Collected data:
━━━━━━━━━━━━━━━━━━━━━━━━━━━━━━
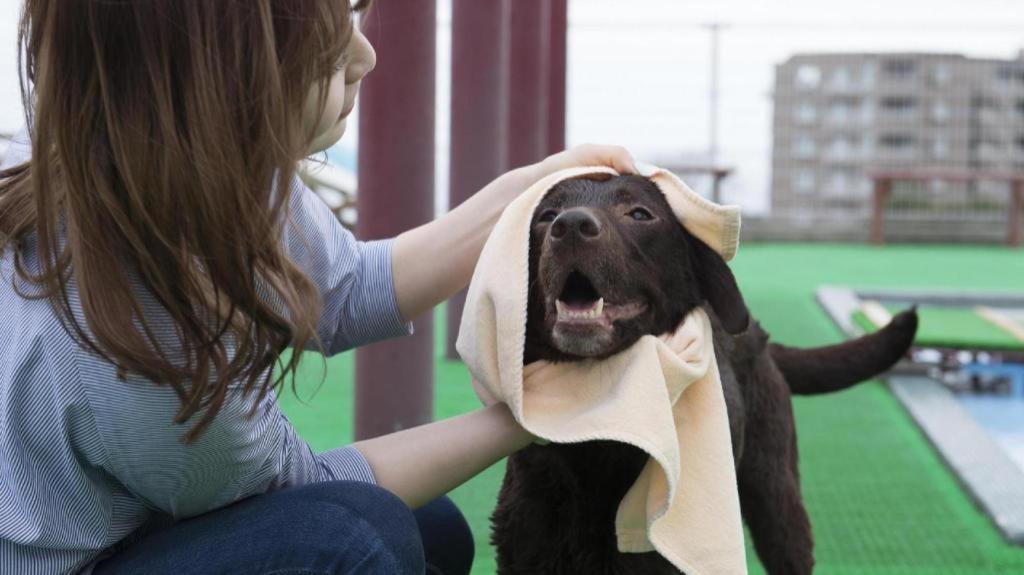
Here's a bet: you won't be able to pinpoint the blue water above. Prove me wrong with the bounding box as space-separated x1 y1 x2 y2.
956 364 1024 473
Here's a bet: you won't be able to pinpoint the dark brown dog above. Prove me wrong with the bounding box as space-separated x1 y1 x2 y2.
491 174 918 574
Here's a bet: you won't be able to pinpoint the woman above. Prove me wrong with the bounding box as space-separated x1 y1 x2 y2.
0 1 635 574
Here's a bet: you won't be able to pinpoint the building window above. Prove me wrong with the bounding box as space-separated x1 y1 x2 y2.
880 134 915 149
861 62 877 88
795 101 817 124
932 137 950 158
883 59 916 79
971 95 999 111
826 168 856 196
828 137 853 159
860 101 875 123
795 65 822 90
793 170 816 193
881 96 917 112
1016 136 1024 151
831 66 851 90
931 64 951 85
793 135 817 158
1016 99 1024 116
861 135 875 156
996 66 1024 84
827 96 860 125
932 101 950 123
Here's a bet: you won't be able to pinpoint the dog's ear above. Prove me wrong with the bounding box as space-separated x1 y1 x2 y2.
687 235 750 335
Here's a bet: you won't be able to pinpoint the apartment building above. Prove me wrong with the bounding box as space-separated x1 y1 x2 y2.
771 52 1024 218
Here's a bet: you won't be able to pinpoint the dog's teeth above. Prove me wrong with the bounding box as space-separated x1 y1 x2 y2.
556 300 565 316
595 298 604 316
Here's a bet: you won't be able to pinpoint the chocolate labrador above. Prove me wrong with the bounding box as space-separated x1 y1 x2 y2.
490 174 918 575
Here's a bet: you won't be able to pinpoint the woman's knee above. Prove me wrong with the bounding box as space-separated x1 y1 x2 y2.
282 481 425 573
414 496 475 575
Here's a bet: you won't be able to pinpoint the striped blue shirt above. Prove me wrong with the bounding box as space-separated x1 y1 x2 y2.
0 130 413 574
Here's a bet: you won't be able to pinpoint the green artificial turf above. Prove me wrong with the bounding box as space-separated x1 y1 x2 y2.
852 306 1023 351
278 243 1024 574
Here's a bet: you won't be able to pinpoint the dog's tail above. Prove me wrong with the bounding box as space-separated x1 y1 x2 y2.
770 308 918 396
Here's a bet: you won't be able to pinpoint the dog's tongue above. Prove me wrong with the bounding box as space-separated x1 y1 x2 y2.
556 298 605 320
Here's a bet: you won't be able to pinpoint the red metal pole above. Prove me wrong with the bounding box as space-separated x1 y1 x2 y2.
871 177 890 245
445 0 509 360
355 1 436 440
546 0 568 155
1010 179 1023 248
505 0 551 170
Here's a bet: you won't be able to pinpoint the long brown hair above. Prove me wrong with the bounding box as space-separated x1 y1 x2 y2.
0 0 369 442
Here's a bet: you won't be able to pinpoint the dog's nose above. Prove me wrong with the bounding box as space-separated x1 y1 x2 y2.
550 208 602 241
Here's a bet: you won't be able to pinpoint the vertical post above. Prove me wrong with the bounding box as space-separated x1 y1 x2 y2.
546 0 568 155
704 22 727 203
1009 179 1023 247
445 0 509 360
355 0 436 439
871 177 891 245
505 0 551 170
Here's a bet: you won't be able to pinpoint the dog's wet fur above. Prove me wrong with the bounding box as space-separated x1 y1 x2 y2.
━━━━━━━━━━━━━━━━━━━━━━━━━━━━━━
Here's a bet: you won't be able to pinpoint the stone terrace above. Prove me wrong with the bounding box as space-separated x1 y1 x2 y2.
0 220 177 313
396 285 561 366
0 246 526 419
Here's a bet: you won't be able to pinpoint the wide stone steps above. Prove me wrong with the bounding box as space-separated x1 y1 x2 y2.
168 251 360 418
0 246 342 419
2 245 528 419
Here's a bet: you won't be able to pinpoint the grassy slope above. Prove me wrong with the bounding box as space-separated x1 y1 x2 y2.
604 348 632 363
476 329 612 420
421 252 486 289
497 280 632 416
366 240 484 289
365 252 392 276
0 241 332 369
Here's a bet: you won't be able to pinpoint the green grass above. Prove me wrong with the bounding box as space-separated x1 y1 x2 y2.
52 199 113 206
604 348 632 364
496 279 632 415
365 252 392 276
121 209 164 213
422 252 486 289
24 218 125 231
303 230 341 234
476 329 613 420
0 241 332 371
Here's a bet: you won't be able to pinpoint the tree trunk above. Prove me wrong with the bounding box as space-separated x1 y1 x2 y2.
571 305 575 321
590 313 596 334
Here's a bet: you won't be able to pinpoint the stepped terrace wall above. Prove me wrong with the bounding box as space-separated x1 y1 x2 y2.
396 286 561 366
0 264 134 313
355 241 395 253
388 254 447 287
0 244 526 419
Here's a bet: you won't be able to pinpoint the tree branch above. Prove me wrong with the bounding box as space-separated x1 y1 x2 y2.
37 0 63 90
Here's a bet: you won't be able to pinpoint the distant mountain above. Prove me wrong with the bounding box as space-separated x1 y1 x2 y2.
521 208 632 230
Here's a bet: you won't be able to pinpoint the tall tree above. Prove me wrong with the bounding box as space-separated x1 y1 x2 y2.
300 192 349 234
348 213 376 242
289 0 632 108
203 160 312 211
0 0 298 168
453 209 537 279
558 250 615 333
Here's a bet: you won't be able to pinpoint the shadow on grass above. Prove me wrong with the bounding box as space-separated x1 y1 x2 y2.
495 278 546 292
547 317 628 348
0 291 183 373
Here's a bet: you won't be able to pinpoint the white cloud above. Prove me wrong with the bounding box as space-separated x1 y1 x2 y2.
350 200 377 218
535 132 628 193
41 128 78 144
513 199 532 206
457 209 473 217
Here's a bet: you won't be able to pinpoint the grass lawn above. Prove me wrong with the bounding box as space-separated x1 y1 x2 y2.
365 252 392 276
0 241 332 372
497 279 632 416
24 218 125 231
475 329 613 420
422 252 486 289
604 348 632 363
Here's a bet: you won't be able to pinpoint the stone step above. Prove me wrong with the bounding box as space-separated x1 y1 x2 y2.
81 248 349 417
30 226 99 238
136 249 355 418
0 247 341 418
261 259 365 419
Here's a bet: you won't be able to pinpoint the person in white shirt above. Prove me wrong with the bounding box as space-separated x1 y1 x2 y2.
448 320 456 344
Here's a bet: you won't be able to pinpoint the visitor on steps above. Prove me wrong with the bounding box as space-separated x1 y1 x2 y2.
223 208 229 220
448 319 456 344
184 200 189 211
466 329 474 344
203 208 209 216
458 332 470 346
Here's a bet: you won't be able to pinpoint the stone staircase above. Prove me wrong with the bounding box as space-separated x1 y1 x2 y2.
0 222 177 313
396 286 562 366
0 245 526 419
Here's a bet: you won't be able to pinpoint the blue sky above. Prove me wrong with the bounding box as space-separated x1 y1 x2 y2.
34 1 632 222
━━━━━━━━━━━━━━━━━━━━━━━━━━━━━━
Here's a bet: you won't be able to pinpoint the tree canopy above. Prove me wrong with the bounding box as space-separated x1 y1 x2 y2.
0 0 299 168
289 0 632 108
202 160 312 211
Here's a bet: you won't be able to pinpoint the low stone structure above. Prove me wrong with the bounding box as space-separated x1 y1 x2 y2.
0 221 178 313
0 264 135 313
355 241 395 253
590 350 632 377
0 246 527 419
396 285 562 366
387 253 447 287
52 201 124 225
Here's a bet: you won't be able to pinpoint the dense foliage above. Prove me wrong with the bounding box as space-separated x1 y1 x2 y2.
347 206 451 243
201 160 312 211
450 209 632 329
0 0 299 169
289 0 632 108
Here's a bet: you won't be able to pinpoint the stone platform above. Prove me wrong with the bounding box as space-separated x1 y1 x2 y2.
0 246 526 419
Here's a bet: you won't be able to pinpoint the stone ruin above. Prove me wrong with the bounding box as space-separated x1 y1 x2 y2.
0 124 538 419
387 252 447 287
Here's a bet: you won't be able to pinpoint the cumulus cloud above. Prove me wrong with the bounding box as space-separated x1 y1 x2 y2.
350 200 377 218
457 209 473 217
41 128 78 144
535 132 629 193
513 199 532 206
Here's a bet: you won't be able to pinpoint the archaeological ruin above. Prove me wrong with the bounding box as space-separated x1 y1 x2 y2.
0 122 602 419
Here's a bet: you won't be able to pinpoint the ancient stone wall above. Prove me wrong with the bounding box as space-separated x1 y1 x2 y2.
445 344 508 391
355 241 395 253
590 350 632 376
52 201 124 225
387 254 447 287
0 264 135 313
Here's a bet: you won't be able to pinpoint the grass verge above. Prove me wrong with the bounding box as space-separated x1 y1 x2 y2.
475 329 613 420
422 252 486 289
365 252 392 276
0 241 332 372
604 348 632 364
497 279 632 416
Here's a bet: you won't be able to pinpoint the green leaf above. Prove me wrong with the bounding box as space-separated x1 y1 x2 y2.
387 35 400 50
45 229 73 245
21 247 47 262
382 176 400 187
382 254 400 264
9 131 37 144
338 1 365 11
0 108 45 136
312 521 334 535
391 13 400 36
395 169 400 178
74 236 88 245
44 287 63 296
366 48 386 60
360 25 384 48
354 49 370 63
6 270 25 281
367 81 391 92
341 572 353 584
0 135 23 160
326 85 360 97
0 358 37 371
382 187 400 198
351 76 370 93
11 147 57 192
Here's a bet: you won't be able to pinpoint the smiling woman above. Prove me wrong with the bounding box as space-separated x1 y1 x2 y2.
━━━━━━━━━━━━━━━━━━━━━━━━━━━━━━
:: PROBLEM ::
Of the lines above, extract only those from the line with "Here's a bet: you won't be able to pinpoint the long" to the line with "the dog's wet", both included, exactly as written.

:: EXERCISE RESULT ::
Here's a bet: you won't be able to pinpoint the long brown hair above. Prove me wrong with the bounding box as space-separated x1 y1 x2 y2.
0 0 369 442
Here's a bet: you won't be able to pinpoint the dog's nose above. Prove me wrong with the bounding box as space-separated x1 y1 x2 y2.
550 208 602 241
Here's a bet: you won't be able to pinpoint the vertical post above. Prove me wrong with the bounding box as space-separated x1 y1 x2 y2.
546 0 568 155
704 22 727 203
1009 179 1023 247
445 0 509 360
355 0 436 439
871 177 891 245
505 0 551 170
Here's a bet: you won't be able to pinpoint the dog's wet fur above. Prove me wrong with the bounding box as space-separated x1 y1 x2 y2.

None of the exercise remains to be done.